Task details >> Locate the line that contains "Exercise. Mark the calf's", then copy it and all later lines of the data below exactly, through the last one.
BEGIN Dataset excerpts
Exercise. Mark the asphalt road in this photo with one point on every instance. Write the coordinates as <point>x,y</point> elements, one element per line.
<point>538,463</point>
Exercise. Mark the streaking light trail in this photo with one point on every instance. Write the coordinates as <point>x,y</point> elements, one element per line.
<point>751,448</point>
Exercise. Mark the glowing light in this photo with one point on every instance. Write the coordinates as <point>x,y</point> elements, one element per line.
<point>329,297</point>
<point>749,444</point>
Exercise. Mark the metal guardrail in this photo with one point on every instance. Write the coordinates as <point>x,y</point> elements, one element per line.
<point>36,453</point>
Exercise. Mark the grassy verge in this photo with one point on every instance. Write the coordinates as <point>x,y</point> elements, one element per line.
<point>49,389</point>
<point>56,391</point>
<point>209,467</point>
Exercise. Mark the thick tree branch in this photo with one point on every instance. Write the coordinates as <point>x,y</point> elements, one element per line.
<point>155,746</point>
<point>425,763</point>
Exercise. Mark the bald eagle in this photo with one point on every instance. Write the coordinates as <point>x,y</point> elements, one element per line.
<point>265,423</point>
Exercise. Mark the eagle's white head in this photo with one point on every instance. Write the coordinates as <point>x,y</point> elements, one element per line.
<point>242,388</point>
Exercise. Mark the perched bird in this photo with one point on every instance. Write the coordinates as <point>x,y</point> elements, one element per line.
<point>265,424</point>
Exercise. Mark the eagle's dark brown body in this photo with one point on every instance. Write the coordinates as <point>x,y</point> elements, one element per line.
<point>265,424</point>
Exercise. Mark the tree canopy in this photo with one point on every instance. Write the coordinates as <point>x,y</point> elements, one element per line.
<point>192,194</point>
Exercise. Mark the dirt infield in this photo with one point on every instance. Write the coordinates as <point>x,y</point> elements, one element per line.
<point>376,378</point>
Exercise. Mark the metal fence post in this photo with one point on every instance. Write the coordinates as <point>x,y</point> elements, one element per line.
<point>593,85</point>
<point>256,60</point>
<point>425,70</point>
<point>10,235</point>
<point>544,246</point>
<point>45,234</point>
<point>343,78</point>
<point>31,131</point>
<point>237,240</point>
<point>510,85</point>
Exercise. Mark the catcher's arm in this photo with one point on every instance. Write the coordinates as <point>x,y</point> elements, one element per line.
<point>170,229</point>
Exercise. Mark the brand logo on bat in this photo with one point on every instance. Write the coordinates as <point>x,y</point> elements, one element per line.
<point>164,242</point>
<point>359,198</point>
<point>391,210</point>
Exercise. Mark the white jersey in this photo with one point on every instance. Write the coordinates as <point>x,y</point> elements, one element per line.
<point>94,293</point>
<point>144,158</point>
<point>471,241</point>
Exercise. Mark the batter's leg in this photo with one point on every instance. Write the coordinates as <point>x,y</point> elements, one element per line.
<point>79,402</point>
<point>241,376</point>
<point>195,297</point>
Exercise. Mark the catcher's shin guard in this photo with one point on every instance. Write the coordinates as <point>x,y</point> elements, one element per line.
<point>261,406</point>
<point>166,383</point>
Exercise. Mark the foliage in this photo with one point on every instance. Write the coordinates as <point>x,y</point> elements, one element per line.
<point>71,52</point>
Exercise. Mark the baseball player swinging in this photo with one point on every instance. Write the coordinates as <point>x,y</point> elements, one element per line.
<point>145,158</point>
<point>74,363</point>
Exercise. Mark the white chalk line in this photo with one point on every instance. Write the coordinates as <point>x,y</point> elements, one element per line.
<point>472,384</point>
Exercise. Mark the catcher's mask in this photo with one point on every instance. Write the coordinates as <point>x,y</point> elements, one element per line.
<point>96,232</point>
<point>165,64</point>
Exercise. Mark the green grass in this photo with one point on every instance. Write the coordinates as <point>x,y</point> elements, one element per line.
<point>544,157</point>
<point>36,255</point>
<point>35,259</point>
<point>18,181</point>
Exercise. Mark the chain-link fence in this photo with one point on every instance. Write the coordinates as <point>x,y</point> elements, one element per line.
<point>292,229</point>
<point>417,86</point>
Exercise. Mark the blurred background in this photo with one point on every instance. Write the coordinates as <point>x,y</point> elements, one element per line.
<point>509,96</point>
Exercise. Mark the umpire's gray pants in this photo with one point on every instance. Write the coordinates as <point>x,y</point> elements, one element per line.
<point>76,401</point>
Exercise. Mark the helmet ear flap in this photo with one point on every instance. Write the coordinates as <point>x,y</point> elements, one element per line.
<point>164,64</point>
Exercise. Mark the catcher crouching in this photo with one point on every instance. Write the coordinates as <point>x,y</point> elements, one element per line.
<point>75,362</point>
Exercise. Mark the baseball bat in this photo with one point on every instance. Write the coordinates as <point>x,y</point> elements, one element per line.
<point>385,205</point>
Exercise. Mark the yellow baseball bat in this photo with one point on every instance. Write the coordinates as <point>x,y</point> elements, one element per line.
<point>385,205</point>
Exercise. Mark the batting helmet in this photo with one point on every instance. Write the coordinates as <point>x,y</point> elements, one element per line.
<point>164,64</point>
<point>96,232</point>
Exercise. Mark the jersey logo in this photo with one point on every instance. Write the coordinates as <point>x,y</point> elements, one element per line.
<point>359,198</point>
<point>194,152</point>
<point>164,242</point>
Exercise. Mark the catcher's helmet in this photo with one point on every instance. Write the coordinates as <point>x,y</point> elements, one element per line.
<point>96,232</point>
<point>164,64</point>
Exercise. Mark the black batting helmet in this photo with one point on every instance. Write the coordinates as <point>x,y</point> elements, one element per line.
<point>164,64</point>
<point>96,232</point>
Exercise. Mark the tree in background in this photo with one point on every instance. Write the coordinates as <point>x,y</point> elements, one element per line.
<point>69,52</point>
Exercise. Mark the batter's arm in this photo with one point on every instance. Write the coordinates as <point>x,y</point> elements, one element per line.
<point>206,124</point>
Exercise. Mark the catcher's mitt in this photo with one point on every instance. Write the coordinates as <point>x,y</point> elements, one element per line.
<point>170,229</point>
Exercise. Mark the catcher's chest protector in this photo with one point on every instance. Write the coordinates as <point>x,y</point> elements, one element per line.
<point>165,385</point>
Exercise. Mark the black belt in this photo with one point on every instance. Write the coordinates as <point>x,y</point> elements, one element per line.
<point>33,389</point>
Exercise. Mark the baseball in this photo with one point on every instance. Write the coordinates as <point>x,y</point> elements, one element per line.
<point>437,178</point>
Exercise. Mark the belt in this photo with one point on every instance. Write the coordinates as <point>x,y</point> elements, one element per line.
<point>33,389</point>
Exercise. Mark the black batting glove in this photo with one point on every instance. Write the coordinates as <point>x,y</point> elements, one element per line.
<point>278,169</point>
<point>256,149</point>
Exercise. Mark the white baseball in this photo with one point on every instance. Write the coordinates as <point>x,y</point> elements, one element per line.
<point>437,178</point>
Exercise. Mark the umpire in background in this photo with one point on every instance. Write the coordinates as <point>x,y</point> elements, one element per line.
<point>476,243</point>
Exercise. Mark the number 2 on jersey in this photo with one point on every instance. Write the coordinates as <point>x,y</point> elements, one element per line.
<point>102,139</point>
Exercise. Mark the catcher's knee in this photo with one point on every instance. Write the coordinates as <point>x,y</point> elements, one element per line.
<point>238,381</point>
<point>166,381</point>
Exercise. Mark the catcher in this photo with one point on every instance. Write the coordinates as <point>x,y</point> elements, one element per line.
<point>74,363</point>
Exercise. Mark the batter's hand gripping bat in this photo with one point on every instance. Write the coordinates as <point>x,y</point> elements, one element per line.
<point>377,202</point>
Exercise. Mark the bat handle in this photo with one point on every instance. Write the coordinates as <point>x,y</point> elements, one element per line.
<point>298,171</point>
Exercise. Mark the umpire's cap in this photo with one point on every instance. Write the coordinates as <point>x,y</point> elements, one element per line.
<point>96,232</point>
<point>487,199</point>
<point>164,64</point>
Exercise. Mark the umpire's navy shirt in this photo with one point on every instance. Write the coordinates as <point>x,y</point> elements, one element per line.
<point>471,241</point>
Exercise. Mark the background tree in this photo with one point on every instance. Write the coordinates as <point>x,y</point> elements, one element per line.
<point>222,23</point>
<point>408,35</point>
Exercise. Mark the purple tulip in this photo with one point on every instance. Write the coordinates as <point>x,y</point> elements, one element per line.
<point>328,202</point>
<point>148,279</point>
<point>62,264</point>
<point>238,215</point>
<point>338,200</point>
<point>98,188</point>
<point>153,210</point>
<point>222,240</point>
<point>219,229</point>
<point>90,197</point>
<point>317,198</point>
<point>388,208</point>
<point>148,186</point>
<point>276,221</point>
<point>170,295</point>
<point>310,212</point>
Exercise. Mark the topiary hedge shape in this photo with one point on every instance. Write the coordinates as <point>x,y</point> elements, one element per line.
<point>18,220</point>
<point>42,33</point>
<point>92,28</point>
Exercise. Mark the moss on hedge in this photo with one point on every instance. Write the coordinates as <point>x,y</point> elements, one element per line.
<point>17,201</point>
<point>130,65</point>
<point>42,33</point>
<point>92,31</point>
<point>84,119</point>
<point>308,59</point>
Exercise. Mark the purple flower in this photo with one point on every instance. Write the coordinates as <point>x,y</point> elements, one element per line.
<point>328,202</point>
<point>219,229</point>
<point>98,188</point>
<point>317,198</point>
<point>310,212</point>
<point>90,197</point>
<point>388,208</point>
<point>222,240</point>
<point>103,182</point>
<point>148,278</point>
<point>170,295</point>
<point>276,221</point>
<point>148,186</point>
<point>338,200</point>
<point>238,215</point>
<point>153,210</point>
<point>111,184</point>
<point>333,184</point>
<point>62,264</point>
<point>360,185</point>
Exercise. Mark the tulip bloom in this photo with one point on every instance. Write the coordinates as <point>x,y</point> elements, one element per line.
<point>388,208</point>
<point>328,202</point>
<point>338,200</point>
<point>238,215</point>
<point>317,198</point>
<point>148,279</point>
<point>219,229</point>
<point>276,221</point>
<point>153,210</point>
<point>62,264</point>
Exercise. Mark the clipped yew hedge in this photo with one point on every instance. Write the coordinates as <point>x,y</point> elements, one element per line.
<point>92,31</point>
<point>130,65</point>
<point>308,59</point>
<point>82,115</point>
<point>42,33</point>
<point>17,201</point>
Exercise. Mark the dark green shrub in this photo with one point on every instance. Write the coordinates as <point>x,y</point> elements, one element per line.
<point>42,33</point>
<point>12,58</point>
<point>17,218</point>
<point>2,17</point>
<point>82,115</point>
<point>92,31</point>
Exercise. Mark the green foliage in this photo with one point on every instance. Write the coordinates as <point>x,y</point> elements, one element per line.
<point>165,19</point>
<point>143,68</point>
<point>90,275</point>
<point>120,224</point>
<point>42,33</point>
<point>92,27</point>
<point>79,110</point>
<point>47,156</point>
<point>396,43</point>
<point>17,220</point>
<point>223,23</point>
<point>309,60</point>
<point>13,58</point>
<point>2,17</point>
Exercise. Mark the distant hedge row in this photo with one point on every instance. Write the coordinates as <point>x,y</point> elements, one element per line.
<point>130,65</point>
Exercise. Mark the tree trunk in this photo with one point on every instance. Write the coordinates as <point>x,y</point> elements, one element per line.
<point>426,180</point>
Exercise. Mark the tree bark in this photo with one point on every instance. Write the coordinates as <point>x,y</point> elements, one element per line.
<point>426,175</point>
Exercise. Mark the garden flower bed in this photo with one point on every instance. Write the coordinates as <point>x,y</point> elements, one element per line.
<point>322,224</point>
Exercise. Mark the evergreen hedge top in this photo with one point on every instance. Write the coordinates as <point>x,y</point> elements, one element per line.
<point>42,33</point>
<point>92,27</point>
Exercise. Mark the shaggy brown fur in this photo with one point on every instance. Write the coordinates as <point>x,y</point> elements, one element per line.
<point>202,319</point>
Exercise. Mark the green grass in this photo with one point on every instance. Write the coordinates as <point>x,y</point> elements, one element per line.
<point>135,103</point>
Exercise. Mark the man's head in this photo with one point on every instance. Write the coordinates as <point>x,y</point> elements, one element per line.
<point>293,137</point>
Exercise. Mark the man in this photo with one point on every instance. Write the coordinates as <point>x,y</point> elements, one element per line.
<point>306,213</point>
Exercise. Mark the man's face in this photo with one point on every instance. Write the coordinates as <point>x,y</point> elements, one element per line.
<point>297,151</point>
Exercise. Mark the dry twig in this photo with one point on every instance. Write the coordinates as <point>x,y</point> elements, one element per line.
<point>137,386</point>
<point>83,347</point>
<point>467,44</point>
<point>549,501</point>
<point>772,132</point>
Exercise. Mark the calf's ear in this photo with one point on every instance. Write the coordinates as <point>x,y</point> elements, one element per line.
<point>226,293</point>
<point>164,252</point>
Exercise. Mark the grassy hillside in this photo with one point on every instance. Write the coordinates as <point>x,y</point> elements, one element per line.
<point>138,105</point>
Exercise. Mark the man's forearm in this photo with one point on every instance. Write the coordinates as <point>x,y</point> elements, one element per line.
END Dataset excerpts
Problem solution >>
Exercise. Mark the calf's ear in this photo with one point on every instance. Write the coordinates as <point>x,y</point> elements, one element per line.
<point>226,293</point>
<point>164,252</point>
Exercise. Mark the grassy hillside in this photo with one point on every instance. Write the coordinates as <point>x,y</point> elements, one element per line.
<point>138,105</point>
Exercise. Mark the man's forearm in this photo with one point on every instance. Write the coordinates as <point>x,y</point> elements, one element per line.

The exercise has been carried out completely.